Continue the guide on test coverage in CI below from the point where it stops.

QUOTED PASSAGE -
──────

Part 8 - Coverage in CI

GitHub Actions Example

# .github/workflows/test.yml
name: Tests

on: [push, pull_request]

jobs:
  test:
    runs-on: ubuntu-latest
    steps:
      - uses: actions/checkout@v4

      - name: Set up Python
        uses: actions/setup-python@v5
        with:
          python-version: "3.12"

      - name: Install dependencies
        run: pip install -e ".[dev]"

      - name: Run tests with coverage
        run: |
          pytest \
            --cov=mypackage \
            --cov-report=xml \
            --cov-report=term-missing \
            --cov-fail-under=85

      - name: Upload coverage to Codecov
        uses: codecov/codecov-action@v4
        with:
          file: coverage.xml
          fail_ci_if_error: true

Setting a Meaningful Threshold

# Start conservatively - measure current coverage first
pytest --cov=mypackage --cov-report=term-missing

# Set threshold slightly below current value
# (raise it incrementally as coverage improves)

──────

COLLECTED DATA -
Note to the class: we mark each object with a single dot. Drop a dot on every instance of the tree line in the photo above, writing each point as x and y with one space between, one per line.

──────

WRITTEN RESPONSE -
pytest --cov=mypackage --cov-fail-under=80

# In pyproject.toml for persistent enforcement
[tool.coverage.report]
fail_under = 85

The threshold strategy: measure what you have, set the threshold 2-5% below it (to avoid blocking CI immediately), then raise it as you add tests. Setting the threshold at 100% immediately on a legacy codebase is a mistake - it blocks all development until everything is covered.

Coverage Badges

<!-- In your README.md - after setting up Codecov or Coveralls -->
[![Coverage](https://codecov.io/gh/yourorg/yourrepo/branch/main/graph/badge.svg)](https://codecov.io/gh/yourorg/yourrepo)

Coverage badges in the README communicate the project's test quality at a glance to contributors and users.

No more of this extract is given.